The task:
Please swap "coordinate pair" for "x, y pair" everywhere it occurs in the lines below and give them again, leaving every other part unchanged and omitting the pictures.

Stored records:

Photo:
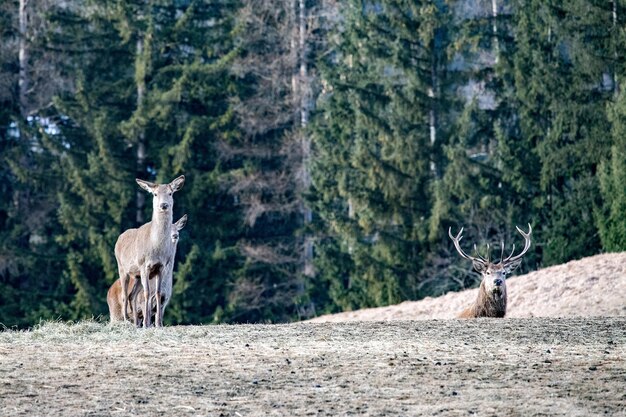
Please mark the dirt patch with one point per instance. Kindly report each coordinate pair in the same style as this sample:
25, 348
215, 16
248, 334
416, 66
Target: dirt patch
513, 366
594, 286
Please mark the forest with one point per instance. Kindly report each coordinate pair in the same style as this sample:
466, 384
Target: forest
327, 146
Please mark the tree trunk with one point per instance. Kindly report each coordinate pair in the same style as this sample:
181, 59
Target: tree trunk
615, 55
304, 104
23, 81
494, 11
141, 137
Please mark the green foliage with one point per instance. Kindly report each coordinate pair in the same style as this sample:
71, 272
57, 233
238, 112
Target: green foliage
372, 170
610, 216
427, 116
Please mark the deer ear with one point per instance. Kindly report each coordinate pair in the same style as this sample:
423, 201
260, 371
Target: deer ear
177, 184
479, 267
148, 186
181, 222
512, 266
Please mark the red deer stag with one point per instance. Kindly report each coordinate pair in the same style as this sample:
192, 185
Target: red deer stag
148, 250
491, 300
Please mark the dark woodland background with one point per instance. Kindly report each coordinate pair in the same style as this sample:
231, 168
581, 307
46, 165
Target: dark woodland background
328, 146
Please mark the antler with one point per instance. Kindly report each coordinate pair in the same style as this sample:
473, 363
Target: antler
509, 259
456, 241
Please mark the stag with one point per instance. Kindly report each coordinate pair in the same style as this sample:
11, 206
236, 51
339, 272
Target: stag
492, 294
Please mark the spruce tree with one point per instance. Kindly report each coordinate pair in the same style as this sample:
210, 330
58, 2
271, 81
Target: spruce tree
374, 150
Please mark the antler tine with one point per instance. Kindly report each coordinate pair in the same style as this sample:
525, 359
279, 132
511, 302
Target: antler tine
526, 236
478, 253
456, 241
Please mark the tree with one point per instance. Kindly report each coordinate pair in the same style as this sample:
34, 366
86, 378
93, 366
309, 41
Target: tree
374, 154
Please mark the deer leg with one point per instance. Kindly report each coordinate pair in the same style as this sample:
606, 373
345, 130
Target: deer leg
145, 282
157, 293
133, 297
124, 281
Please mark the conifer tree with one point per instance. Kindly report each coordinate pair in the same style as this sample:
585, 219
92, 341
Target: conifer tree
374, 150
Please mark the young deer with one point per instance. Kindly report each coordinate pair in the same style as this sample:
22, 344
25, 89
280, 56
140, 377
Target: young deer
148, 250
491, 300
114, 295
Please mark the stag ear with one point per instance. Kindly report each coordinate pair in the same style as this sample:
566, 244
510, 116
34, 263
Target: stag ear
512, 266
148, 186
479, 267
181, 222
177, 184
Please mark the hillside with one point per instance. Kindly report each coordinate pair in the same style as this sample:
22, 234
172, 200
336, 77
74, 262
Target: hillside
594, 286
515, 367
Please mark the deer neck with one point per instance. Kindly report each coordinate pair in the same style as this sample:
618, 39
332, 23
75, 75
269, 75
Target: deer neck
161, 226
490, 304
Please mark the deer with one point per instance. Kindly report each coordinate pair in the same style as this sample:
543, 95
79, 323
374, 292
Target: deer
148, 250
492, 294
114, 295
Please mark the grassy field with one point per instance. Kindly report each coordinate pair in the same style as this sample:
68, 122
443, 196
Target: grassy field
529, 367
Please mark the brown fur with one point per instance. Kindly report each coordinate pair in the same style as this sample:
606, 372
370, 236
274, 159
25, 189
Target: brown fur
148, 250
486, 305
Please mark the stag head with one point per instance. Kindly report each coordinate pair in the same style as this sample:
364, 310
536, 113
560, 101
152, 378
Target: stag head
494, 273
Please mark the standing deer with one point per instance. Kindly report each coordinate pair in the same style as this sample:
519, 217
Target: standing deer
491, 300
114, 295
148, 250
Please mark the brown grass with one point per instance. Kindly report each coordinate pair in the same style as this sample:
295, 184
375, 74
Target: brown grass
513, 367
537, 366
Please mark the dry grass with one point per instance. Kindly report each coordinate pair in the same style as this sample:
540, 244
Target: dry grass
594, 286
517, 366
537, 366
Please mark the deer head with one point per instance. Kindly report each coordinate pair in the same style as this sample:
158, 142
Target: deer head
494, 273
163, 194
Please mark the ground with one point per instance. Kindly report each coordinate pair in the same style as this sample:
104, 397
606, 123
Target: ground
510, 367
593, 286
561, 351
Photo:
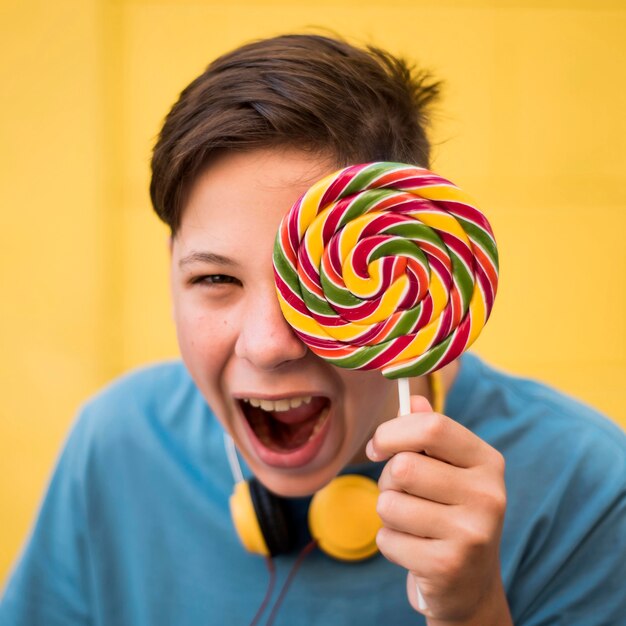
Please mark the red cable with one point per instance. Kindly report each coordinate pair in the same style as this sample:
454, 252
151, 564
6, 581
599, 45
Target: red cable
283, 592
268, 593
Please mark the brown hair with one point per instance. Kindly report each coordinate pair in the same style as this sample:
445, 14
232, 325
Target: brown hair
307, 91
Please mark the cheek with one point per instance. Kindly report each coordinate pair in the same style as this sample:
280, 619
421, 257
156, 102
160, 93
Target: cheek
206, 341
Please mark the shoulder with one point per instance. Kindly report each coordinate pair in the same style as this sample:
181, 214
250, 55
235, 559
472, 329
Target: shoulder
520, 413
139, 413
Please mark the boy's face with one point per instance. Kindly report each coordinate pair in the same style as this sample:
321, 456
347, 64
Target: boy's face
313, 417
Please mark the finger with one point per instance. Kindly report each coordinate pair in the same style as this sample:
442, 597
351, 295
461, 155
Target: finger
416, 554
433, 434
414, 516
420, 404
424, 477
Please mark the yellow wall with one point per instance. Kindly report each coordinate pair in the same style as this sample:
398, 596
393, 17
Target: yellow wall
532, 124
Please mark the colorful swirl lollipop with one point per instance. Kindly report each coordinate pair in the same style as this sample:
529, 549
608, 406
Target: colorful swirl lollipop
386, 266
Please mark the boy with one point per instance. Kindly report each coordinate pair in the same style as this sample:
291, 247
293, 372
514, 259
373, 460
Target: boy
136, 527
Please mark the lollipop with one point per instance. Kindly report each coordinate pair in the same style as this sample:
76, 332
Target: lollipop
386, 266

Answer for this exercise:
Photo:
Please mark the dirt patch with one point per instance. Kindly report each x, y pair in the same style as this sample:
25, 348
215, 16
248, 334
416, 66
Target: dirt patch
513, 366
594, 286
Please mark the forest with one point per instance. Kindly report each x, y pair in the same style as this sample:
466, 384
Target: forest
327, 146
Please mark the tree trunk with one point per instance. Kindly report each x, y pair in the same style as this sample:
181, 59
Target: tree trunk
615, 55
304, 104
23, 81
494, 11
141, 137
Please mark the green foliage with one point per instance. Kindly report each x, y pair in the same style as this sample:
71, 272
57, 233
238, 112
Target: green foliage
372, 170
610, 216
427, 116
Please mark the deer ear with one point per instance. Kindly report each x, y pair in the same style as this sample:
423, 201
260, 371
Target: deer ear
177, 184
479, 267
148, 186
181, 222
512, 266
Please mark the red deer stag with one point per instance. Kindly report each x, y pair in the same style as this sample:
192, 185
Target: red deer stag
148, 250
491, 300
Please mark the dark woodland background with one point per instance. Kindly report each x, y pair in the same style as this sample:
231, 168
581, 307
46, 165
Target: dark woodland background
328, 146
Please mark the antler with one point per instance. Kindly report each x, y pair in the same style as this sample:
473, 363
Target: antler
509, 259
456, 241
Please mark the stag with one point per instance. Kindly report each x, y pair in the same style as this sample:
11, 206
236, 51
339, 272
Target: stag
492, 294
Please mark the spruce tree with one point per instance. Kindly report each x, y pair in the same style as this sample:
210, 330
58, 2
271, 81
Target: spruce tree
374, 150
Please mark the antler tine with one point per instance. Kindly report each x, y pair in the same style as this sample:
525, 359
279, 132
511, 302
Target: antler tine
526, 236
478, 253
456, 241
Please mark the tree with one point per instance. Kindly report each x, y pair in the same style as this sample:
34, 366
86, 378
93, 366
309, 41
Target: tree
374, 154
Please mark the deer leg with one point per instance. Kindly report each x, y pair in the same style as this sample:
606, 373
345, 130
Target: deer leg
145, 282
157, 293
133, 297
124, 281
Please mark the conifer tree with one point per instance. Kindly report each x, y pair in the same style as this sample:
585, 219
92, 341
Target: conifer tree
374, 150
Please mark the young deer with one point per instance. Kindly report each x, y pair in the same style as this sample:
22, 344
25, 89
280, 56
140, 377
Target: young deer
148, 250
491, 300
114, 295
Please mark the stag ear with one point per instance. Kindly report each x, y pair in the same style as this sample:
566, 244
510, 116
34, 263
Target: stag ear
512, 266
148, 186
479, 267
181, 222
177, 184
Please mark the hillside with one point per instance. Kindly report each x, y pair in the same style as this sample:
22, 234
172, 200
336, 77
74, 262
Target: hillside
594, 286
515, 367
Please mark the deer neck with one point per instance. Kindly report each x, y pair in the same style as this sample:
618, 39
332, 23
75, 75
269, 75
Target: deer neck
161, 226
490, 304
Please mark the deer with one point per instance. Kindly report each x, y pair in the same style as this sample:
543, 95
79, 323
374, 292
Target: deer
148, 250
492, 294
114, 295
Please mark the grassy field with one point per instance. Kindly report each x, y pair in the same style as this sample:
68, 122
443, 196
Target: grassy field
529, 367
Please mark the brown fur with one point per instance. Kindly report each x, y pair in the same style as this sample:
606, 372
370, 236
274, 159
25, 189
Target: brown fur
148, 250
486, 305
Please mark the stag head with one point per instance. Kindly report each x, y pair in the same style as this sample:
364, 310
536, 113
560, 101
152, 378
Target: stag head
494, 273
Please mark the standing deer with one point per instance. Kindly report each x, y pair in the same style as this sample:
519, 217
Target: standing deer
491, 300
114, 295
148, 250
Please mark the brown grass with one point per instance. Kindly report each x, y pair in the same style as this sample:
295, 184
375, 74
Target: brown grass
513, 367
537, 366
Please mark the dry grass with one point per instance. Kindly report each x, y pair in the same style as this sample:
540, 244
Target: dry grass
594, 286
517, 366
537, 366
Please mark the deer head with one point per instance. Kindly report each x, y pair in the same style as this sample:
158, 142
Target: deer head
494, 273
163, 194
Please mark the ground with one point per instance. Kindly report each x, y pair in the same style as this sample:
104, 397
606, 123
Target: ground
510, 367
593, 286
561, 351
Photo:
Please mark the red cable with one point per instance. Kindly report each x, y pair in the same style as this sample:
454, 252
151, 564
6, 581
599, 45
Target: red cable
283, 592
268, 593
Please mark the brown hair with one point per instance. Kindly report each x, y pair in the same style as this sample:
445, 14
232, 325
Target: brown hair
307, 91
Please mark the cheek with one point per instance. Kindly report each x, y pair in the same style as this sample:
280, 619
421, 257
156, 102
160, 93
Target: cheek
206, 341
Please mark the shoulder with one point per instance. Kindly report each x, y pair in the same style as this sample:
181, 214
250, 55
235, 559
472, 329
Target: shoulder
520, 413
139, 413
Please mark the boy's face with one point per instance. Kindly report each x, y pair in the same style as this sample:
321, 456
347, 64
Target: boy's face
313, 417
Please mark the finger with one point per instance. Kindly report each x, y pair in the same style as this sample:
442, 597
351, 295
461, 155
Target: finger
416, 554
433, 434
414, 516
420, 404
424, 477
Please mark the yellow wall with one point per instance. Kindly report each x, y pair in the same style as this sample:
398, 596
393, 17
Target: yellow wall
532, 124
Please mark the colorful swirl lollipop with one point per instance. Kindly report each x, y pair in the same style as this sample:
529, 549
608, 406
Target: colorful swirl lollipop
386, 266
Please mark the boy with one point per instance. Kindly report each x, y pair in the same style as this sample:
291, 247
293, 372
514, 259
373, 460
Target: boy
136, 527
Please mark the lollipop with one point per instance. Kindly report each x, y pair in the same style as this sample:
76, 332
Target: lollipop
386, 266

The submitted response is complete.